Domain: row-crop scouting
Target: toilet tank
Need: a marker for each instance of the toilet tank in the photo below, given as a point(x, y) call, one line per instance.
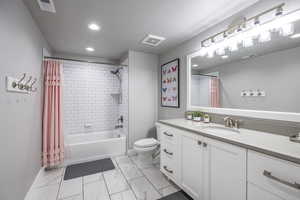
point(158, 131)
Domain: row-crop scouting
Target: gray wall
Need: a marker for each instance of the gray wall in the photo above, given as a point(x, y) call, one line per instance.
point(142, 95)
point(194, 44)
point(276, 73)
point(21, 47)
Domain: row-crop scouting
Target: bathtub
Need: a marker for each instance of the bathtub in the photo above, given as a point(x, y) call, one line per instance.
point(92, 146)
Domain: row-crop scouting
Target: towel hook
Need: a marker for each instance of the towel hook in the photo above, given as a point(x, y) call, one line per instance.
point(26, 86)
point(31, 86)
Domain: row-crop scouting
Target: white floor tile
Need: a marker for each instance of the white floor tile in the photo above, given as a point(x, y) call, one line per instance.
point(141, 187)
point(70, 188)
point(115, 181)
point(121, 160)
point(126, 195)
point(96, 191)
point(50, 177)
point(142, 163)
point(130, 171)
point(44, 193)
point(168, 190)
point(76, 197)
point(154, 175)
point(92, 178)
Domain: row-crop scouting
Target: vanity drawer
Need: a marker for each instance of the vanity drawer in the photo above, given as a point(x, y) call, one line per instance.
point(168, 150)
point(276, 176)
point(168, 166)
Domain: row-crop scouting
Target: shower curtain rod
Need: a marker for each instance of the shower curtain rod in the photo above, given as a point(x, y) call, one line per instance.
point(206, 75)
point(86, 61)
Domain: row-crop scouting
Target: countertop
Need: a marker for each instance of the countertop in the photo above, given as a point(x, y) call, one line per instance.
point(267, 143)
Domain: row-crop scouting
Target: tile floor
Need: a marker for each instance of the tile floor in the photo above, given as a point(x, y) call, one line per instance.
point(131, 180)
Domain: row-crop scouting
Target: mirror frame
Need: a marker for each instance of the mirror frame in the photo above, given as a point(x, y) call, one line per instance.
point(261, 114)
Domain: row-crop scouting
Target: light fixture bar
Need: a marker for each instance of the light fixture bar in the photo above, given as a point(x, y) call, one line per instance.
point(235, 27)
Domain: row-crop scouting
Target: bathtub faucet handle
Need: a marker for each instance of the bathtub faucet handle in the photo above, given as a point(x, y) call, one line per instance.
point(119, 126)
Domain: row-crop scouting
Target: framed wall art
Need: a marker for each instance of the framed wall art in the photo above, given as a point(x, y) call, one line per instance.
point(170, 84)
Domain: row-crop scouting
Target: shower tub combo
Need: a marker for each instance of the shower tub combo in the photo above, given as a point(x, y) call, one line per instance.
point(92, 146)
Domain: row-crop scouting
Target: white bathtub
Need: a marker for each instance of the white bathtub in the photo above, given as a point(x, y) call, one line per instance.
point(92, 146)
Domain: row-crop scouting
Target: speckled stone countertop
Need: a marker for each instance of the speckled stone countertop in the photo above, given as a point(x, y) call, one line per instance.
point(267, 143)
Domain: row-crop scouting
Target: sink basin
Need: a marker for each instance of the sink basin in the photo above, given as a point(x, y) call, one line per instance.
point(222, 130)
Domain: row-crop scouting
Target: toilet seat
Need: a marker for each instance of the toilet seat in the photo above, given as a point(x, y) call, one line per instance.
point(147, 143)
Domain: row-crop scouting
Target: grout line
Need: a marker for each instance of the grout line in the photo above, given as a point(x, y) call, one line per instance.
point(127, 180)
point(148, 179)
point(102, 174)
point(82, 183)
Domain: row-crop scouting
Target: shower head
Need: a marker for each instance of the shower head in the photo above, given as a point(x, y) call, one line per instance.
point(115, 72)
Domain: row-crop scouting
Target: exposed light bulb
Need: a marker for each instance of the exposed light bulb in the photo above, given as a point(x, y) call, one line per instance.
point(203, 52)
point(295, 36)
point(247, 42)
point(287, 29)
point(233, 46)
point(220, 50)
point(210, 52)
point(265, 36)
point(225, 57)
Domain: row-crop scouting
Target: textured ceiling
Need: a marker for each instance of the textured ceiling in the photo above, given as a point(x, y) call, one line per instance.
point(126, 22)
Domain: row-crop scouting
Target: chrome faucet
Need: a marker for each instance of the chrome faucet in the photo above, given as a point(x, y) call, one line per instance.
point(231, 123)
point(120, 122)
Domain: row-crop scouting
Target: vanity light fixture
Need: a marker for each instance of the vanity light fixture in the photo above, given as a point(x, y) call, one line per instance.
point(248, 30)
point(90, 49)
point(225, 57)
point(94, 27)
point(295, 36)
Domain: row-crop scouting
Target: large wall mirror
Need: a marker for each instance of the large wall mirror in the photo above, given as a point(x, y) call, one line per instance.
point(254, 72)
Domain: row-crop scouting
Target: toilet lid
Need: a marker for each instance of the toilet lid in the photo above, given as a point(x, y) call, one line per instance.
point(147, 142)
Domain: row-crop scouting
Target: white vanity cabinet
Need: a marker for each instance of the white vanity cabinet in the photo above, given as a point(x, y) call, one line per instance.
point(192, 164)
point(170, 153)
point(205, 169)
point(271, 178)
point(225, 171)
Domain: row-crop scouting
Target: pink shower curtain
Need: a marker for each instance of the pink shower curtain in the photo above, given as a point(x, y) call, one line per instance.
point(53, 140)
point(214, 92)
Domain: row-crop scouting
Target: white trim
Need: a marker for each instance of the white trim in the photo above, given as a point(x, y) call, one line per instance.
point(28, 194)
point(261, 114)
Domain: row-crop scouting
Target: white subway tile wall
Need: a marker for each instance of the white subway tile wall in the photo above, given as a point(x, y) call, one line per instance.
point(89, 97)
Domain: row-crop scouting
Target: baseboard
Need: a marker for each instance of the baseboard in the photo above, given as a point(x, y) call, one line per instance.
point(34, 183)
point(131, 152)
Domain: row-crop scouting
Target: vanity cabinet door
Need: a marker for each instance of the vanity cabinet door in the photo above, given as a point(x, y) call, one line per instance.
point(256, 193)
point(191, 165)
point(224, 171)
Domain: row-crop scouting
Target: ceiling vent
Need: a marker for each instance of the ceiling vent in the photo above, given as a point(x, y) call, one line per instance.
point(153, 40)
point(47, 5)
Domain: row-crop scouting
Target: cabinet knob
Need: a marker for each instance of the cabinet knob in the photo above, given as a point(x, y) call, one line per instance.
point(167, 152)
point(168, 134)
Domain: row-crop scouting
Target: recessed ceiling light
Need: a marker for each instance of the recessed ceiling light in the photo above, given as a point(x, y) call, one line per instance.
point(224, 57)
point(153, 40)
point(90, 49)
point(295, 36)
point(94, 27)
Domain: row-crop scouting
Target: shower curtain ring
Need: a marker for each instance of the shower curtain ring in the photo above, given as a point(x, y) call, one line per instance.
point(26, 86)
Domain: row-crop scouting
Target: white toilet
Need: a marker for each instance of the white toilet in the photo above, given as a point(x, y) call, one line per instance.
point(146, 147)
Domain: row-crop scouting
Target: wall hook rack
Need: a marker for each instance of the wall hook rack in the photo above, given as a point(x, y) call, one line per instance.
point(18, 85)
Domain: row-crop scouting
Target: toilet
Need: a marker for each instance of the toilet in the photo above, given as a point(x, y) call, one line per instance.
point(145, 148)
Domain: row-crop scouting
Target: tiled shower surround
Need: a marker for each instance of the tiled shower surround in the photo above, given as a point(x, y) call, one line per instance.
point(91, 97)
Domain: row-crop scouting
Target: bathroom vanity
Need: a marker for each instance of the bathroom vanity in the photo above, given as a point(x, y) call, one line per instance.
point(211, 162)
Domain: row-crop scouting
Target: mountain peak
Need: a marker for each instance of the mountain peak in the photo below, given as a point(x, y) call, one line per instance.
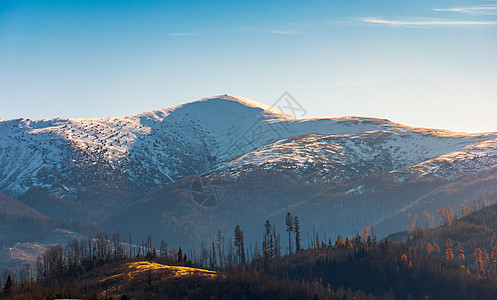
point(227, 98)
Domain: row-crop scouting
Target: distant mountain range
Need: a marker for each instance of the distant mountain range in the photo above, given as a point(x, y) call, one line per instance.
point(183, 172)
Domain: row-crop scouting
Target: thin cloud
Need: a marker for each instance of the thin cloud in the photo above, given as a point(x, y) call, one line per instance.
point(271, 30)
point(338, 84)
point(181, 33)
point(278, 31)
point(427, 22)
point(476, 10)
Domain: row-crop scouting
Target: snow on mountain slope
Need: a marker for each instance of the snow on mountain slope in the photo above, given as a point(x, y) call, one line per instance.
point(339, 158)
point(136, 154)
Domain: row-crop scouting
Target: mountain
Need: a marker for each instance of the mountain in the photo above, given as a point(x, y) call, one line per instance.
point(183, 172)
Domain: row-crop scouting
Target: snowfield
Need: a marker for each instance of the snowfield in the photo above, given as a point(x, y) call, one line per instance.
point(222, 134)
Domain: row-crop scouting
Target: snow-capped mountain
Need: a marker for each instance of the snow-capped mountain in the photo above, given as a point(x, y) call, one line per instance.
point(152, 149)
point(223, 160)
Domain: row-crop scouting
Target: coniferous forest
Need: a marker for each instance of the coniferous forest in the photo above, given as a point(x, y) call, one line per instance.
——————
Instructions for the task: Repeat exactly the lines of the listing above, from the one with "Need: a marker for each instance of the vanity cabinet" down to the one with "Target: ceiling vent"; both of those lines belong in the range.

Result below:
Need: a marker for each instance of the vanity cabinet door in the photo above, given as a point(x, y) call, one line per instance.
point(256, 193)
point(191, 165)
point(224, 171)
Domain: row-crop scouting
Target: ceiling vent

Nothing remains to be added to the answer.